- _PARTS OF THE EXERCISE_
1) In the passage on bank resolutions, list each body named in paragraph 2 that could have adopted resolutions of the Bank.
2) Write out the passage on bank resolutions word for word, everything from "3. Attached hereto" down to "superseded or rescinded.".

- _SELECTION_
2. As set forth in the resolutions attached hereto as Exhibit A, which resolutions are
now in full force and effect and have not been modified, superseded or rescinded, all
resolutions of Comerica Bank, a Michigan banking corporation (the "Michigan
Bank"),that were valid and effective immediately prior to the merger of the Michigan
Bank into the Bank and that have not been superseded or rescinded are also the
resolutions of the Bank, with the same force and effect as if they had been adopted
by the Board of Directors, a Board committee or the Shareholder, as the case may
be, of the Bank.
3. Attached hereto as Exhibit B is a true copy of resolutions designating the signing
authority of the Bank's officers and others, which resolutions were duly adopted by
the Board of Directors of the Michigan Bank on May 13, 2004 and which are now in
full force and effect with respect to the Bank. They have not been modified,
superseded or rescinded.

- _STORED DATA_

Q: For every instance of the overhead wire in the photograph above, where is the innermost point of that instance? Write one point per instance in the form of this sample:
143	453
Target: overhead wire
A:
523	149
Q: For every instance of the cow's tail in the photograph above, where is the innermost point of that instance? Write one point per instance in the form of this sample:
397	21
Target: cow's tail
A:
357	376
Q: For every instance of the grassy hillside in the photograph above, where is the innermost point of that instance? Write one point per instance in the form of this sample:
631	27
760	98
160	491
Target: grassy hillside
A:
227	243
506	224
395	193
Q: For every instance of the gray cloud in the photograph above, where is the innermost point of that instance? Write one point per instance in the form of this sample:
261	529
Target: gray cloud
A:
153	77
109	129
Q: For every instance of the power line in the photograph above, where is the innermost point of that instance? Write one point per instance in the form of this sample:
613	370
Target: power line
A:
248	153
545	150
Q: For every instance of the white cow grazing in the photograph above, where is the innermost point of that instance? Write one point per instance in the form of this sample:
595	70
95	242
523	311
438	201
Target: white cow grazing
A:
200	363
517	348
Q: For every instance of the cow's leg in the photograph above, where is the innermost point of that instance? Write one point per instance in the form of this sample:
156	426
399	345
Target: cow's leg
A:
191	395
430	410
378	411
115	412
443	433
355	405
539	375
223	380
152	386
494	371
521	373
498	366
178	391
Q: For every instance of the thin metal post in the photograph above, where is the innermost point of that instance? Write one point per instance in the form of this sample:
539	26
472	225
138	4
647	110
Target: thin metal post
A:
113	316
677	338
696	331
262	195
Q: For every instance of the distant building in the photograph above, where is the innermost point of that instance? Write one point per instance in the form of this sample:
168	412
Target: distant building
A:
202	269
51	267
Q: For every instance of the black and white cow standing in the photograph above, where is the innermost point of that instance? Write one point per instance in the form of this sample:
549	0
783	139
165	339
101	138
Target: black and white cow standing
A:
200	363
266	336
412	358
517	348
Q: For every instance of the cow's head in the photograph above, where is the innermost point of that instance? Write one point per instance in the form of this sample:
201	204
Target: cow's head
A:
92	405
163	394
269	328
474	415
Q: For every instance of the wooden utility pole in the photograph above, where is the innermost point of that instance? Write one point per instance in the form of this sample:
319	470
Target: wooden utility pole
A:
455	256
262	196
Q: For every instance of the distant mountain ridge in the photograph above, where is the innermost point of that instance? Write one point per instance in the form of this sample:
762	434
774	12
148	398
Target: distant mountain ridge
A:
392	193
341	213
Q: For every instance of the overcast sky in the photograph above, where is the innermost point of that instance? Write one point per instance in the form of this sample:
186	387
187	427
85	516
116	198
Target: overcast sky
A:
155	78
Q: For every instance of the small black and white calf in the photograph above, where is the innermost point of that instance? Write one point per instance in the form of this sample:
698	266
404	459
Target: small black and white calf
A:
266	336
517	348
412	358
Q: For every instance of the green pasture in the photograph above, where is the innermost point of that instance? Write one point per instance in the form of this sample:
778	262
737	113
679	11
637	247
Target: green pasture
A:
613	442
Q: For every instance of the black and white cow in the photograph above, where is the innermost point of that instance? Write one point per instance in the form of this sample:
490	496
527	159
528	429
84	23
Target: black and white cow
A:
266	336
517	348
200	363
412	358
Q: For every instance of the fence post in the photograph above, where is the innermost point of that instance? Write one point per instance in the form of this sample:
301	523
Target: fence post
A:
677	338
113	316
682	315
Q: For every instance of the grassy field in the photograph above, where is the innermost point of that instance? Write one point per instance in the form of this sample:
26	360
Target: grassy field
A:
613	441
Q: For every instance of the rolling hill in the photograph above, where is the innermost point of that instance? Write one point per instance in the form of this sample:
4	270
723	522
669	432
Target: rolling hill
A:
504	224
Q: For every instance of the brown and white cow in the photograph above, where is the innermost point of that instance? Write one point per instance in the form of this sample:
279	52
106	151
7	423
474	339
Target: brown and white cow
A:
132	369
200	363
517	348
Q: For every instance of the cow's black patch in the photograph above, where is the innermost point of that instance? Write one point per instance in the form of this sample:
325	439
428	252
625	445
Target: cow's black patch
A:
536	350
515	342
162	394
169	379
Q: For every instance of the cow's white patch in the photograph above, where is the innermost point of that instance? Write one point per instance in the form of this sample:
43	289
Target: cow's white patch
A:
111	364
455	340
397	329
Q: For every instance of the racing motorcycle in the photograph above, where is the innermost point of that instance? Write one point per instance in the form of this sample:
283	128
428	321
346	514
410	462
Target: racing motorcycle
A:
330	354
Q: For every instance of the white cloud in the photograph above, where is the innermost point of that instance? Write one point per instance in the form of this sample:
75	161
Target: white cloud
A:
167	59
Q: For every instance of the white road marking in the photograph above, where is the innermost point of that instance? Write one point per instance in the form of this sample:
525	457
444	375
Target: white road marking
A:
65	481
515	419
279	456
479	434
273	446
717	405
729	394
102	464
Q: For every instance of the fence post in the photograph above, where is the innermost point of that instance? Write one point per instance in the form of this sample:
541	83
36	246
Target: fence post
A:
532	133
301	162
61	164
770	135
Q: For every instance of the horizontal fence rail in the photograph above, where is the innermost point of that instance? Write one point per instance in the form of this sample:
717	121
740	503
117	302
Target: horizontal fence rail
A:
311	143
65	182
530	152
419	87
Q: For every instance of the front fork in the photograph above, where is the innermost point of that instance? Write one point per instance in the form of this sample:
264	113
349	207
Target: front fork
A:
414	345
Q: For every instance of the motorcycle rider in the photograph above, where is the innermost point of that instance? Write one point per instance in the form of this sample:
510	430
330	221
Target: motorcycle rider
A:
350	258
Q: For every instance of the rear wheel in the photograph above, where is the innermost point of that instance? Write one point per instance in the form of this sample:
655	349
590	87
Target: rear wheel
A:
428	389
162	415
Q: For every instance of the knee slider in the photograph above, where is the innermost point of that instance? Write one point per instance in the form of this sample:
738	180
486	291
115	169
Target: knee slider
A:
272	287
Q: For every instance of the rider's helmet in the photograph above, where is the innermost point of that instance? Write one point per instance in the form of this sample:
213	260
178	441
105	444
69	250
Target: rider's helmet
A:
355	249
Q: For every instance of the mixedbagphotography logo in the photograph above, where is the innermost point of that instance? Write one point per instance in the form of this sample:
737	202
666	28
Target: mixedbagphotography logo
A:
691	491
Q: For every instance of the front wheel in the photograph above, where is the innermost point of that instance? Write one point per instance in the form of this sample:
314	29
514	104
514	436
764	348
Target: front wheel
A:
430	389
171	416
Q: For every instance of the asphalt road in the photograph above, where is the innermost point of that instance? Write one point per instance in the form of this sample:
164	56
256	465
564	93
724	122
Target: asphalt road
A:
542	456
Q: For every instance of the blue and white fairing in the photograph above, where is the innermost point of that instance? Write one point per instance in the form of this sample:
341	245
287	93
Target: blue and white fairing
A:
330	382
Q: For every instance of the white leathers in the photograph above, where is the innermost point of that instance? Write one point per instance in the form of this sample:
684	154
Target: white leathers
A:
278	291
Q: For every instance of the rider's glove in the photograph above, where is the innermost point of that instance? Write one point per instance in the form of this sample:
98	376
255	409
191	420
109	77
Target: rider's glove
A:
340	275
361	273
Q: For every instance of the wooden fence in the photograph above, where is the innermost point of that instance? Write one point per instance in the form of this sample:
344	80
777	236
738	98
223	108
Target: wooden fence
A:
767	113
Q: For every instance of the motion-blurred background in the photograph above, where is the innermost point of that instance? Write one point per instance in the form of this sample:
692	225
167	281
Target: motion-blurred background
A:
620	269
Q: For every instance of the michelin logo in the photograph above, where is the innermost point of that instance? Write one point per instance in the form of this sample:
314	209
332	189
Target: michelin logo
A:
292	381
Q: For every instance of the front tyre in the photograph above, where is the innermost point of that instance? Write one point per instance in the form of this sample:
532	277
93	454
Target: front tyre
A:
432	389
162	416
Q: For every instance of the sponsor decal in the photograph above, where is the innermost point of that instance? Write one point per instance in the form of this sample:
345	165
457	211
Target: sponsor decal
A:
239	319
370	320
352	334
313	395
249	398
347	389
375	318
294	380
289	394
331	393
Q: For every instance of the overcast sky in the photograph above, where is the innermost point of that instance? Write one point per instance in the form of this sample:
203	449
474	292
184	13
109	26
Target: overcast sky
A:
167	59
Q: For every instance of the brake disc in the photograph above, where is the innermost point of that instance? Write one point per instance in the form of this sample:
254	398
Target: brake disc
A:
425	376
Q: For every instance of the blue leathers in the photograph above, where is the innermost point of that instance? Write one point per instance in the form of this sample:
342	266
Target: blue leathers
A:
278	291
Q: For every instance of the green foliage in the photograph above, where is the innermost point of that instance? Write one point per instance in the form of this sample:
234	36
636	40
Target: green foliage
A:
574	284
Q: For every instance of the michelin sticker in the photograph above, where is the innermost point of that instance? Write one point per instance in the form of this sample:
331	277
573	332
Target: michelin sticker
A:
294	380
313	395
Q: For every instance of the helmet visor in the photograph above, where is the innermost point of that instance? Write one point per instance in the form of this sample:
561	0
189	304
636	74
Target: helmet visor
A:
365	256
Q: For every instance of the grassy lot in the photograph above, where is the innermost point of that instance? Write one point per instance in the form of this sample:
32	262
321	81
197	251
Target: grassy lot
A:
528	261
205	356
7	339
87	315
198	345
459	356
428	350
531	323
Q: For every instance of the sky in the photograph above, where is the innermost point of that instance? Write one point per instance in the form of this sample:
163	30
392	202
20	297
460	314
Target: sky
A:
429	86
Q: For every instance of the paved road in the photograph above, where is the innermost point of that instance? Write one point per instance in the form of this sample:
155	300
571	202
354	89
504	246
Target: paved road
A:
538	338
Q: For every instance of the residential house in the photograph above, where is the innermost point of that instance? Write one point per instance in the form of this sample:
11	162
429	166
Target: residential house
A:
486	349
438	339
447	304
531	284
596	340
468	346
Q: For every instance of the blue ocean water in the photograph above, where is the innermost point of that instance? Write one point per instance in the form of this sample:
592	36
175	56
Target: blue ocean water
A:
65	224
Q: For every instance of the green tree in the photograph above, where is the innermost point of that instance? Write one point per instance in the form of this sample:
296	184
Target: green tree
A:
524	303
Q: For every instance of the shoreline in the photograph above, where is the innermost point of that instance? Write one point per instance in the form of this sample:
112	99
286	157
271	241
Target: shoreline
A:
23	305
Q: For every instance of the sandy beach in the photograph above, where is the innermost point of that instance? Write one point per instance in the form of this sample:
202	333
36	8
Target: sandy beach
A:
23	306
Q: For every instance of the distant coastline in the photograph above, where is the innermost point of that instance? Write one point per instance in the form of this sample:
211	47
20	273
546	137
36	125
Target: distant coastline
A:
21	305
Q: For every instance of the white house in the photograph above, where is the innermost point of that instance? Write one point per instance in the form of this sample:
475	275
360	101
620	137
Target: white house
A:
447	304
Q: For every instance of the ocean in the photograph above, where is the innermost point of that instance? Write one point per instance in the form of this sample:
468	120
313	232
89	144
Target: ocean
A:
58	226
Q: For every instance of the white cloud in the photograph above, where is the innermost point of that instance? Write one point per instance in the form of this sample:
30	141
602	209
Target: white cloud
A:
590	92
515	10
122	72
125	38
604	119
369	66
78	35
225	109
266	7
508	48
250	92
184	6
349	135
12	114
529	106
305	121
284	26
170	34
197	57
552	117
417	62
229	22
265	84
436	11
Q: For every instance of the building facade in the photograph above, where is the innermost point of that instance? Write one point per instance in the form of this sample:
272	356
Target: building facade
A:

- _WORKED ANSWERS_
1)
- the Board of Directors
- a Board committee
- the Shareholder

2)
3. Attached hereto as Exhibit B is a true copy of resolutions designating the signing
authority of the Bank's officers and others, which resolutions were duly adopted by
the Board of Directors of the Michigan Bank on May 13, 2004 and which are now in
full force and effect with respect to the Bank. They have not been modified,
superseded or rescinded.